TEXT FOR ANALYSIS:
* * *

|Yushima, Ochanomizu & Confucius
Tokyo is a busy city like New York - you get into your work-groove and even when you walk by old walls like the one above, your attention is more on the time than the reality you are passing through. I used to run by here as I looked at the time, wondering if I'd make the light and get up to the time clock before it clicked past 9:00 to 9:01 to make me late. (Thinking back on it now, it seems strange, since I always worked overtime - what's a minute or two in the morning....)
Yushima-Seido - there is something mysterious about this place. I asked several people working at the company I was at then (just down the street from the view above) if they knew about it and most of them didn't seem to. The wall - in spite of its obviously old design - seems to keep not only the inside from view, but also out of mind of those passing by. On some level they must know that there is something out of the ordinary on the other side of the wall, but there is no hint from the street side of the wall of just how much mysterious and historical space is sitting on the other side freely accessible from three entrance points - one just down the street from the camera's vantage point, one just behind, and one a six or seven minute walk away on the other (downhill) side of the temple grounds. The wall is at the top of a hill from the inside, so when you go in, there's suddenly all this space... all this settled feeling, green and historical space. One warning - the black temple has always produced a feeling of unease in me for whatever reason, but most of the rest of the grounds have a settled, comfortable and historical feel to them.

* * *

WORK TO COMPLETE: In the text about Yushima-Seido, how many entrance points give free access to the grounds behind the wall?

RAW DATA:
* * *

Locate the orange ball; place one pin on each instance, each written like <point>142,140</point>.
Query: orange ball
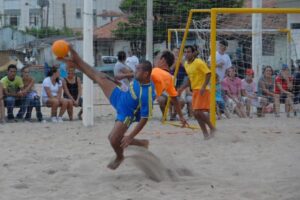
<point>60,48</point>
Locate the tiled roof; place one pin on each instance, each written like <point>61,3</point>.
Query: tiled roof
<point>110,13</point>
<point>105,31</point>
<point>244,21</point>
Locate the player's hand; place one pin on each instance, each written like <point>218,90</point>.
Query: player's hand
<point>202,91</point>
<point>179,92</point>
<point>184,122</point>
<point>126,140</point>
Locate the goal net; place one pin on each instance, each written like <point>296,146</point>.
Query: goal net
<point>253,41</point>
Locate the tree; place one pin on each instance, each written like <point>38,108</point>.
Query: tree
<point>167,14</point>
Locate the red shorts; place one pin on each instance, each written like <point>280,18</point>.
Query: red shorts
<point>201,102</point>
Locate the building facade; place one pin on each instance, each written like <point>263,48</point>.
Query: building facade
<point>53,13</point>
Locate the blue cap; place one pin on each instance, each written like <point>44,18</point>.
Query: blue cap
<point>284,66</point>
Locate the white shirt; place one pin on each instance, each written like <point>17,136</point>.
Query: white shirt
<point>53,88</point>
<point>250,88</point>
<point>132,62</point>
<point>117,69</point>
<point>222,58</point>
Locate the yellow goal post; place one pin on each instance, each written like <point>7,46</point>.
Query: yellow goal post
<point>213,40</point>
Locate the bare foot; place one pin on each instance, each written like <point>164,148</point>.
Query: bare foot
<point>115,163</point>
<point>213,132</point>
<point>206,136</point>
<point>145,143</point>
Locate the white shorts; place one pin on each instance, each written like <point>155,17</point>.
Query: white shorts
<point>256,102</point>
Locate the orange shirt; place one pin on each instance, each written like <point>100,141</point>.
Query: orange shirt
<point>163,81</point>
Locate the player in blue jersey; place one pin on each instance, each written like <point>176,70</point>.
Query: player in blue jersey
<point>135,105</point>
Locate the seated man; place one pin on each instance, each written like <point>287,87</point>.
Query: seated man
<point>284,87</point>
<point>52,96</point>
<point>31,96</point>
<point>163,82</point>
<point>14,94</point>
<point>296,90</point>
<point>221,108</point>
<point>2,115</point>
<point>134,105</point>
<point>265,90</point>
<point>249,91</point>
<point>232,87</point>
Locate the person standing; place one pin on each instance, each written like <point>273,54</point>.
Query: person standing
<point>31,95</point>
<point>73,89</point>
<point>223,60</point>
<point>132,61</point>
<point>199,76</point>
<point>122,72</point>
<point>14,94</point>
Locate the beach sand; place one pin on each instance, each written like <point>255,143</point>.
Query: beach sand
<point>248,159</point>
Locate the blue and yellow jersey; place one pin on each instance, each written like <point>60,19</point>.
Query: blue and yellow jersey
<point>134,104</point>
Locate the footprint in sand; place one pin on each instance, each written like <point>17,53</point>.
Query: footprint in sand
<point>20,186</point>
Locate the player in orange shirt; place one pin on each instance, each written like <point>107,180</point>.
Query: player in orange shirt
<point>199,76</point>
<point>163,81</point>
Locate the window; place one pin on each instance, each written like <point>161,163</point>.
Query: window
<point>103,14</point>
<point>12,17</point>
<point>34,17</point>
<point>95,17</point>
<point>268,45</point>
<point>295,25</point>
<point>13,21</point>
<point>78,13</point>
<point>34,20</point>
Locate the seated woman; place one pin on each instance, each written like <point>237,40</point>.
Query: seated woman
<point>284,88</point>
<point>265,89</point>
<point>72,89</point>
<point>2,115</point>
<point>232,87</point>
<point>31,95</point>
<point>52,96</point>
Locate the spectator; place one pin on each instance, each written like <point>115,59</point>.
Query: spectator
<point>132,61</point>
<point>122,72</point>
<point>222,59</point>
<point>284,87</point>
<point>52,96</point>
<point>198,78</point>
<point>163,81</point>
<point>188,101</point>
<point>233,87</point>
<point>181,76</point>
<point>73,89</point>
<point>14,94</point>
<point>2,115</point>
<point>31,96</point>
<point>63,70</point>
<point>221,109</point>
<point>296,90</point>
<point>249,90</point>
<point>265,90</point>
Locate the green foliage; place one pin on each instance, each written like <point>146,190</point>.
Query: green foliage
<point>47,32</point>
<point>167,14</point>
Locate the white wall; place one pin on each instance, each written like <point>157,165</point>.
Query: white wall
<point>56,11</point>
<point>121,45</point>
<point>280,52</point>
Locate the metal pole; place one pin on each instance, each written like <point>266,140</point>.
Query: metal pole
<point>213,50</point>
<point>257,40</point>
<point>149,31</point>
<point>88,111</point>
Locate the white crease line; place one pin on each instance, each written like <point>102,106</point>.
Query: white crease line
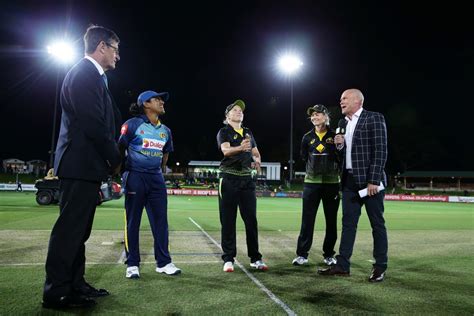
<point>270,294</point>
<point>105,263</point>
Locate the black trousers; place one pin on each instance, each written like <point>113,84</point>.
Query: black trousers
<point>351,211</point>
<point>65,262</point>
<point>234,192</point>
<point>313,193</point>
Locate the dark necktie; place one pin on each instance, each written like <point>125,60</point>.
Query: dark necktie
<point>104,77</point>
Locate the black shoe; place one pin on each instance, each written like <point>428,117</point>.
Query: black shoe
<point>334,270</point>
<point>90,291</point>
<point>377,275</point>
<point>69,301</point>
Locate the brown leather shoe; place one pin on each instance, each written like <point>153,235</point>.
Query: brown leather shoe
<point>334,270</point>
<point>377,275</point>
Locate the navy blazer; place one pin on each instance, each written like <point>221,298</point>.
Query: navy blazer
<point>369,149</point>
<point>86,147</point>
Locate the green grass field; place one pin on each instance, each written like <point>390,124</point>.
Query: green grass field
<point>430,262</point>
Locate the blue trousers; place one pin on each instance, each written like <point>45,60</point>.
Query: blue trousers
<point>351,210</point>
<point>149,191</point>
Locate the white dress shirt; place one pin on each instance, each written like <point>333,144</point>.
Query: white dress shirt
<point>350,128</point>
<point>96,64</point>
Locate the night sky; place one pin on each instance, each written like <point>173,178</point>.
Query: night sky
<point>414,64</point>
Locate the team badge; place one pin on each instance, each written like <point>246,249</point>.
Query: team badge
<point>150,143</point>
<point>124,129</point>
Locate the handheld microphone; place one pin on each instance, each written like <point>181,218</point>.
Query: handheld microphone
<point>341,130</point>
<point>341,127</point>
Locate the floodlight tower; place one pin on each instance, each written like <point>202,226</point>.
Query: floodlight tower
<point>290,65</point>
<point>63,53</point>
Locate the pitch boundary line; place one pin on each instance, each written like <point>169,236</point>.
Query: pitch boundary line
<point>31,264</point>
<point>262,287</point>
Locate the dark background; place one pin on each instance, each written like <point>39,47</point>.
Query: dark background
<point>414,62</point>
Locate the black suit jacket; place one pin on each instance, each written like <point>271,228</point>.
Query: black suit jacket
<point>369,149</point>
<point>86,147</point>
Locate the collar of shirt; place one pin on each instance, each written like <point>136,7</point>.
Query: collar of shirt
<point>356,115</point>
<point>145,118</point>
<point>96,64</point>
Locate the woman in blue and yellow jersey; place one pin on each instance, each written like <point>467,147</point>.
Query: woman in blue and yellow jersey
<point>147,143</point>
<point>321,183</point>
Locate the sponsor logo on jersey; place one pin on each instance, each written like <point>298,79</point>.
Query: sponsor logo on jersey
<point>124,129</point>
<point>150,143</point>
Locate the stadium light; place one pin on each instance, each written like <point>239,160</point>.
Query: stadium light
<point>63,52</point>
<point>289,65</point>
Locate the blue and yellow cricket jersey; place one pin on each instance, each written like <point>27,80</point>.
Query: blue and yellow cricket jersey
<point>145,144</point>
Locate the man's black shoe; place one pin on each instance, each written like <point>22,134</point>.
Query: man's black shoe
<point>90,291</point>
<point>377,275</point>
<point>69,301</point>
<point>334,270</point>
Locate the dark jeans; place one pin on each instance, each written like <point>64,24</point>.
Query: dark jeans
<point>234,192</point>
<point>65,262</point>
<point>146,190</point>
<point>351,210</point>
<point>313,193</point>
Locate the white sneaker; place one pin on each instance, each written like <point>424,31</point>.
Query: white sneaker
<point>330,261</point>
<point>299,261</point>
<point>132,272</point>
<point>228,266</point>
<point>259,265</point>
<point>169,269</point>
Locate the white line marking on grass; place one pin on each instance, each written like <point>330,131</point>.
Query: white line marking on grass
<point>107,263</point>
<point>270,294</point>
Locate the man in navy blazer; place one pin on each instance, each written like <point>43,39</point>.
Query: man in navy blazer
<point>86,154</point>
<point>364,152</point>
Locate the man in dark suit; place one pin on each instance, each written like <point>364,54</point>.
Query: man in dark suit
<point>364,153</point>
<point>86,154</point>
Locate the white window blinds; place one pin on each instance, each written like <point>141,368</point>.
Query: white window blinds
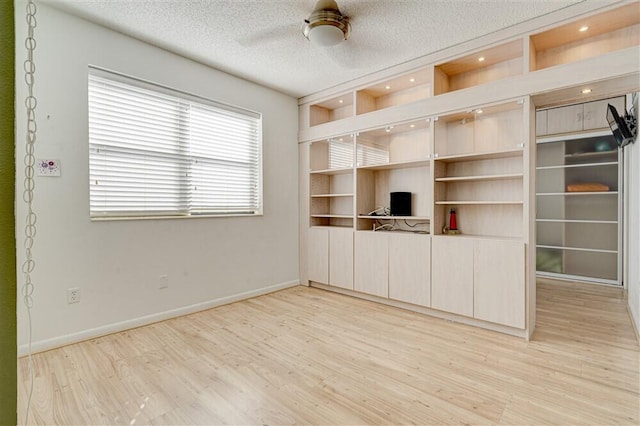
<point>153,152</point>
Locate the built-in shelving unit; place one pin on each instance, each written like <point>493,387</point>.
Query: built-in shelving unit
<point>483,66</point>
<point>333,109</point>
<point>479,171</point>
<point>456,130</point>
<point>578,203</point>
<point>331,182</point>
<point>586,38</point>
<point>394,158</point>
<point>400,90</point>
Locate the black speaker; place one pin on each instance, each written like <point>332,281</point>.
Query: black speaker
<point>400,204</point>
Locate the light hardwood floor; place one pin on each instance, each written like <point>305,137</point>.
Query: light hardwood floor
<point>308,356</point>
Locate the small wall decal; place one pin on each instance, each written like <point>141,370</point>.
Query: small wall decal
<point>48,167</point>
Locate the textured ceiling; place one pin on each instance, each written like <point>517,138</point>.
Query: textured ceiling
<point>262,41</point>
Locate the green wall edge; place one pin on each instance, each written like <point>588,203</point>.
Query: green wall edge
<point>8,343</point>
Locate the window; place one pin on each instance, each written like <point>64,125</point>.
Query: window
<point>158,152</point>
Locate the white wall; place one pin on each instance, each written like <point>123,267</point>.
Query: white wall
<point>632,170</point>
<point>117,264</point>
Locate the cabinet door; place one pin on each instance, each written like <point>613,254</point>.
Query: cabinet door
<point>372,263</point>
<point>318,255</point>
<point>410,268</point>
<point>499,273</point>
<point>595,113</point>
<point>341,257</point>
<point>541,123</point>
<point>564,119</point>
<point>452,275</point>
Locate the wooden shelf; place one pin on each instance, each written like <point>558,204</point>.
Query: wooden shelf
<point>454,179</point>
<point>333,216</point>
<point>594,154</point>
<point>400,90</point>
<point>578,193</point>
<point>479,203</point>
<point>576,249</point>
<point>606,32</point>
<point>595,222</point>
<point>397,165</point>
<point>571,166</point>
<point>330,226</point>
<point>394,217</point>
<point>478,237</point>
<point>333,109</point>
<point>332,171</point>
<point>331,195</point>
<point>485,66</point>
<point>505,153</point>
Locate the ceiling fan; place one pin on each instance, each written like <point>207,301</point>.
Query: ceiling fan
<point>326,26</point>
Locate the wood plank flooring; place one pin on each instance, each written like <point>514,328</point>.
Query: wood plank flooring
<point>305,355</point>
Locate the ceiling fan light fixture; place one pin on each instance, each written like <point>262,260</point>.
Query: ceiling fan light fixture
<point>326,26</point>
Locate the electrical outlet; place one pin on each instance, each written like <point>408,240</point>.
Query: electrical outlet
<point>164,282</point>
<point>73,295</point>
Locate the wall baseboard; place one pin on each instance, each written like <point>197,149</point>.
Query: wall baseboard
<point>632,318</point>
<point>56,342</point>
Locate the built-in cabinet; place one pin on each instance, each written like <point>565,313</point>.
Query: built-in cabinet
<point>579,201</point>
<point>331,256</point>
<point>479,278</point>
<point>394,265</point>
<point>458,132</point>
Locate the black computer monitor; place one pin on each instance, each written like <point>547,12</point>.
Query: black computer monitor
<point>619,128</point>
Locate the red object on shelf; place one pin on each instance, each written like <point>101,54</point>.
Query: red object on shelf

* * *

SOLUTION TO THIS EXERCISE: Three.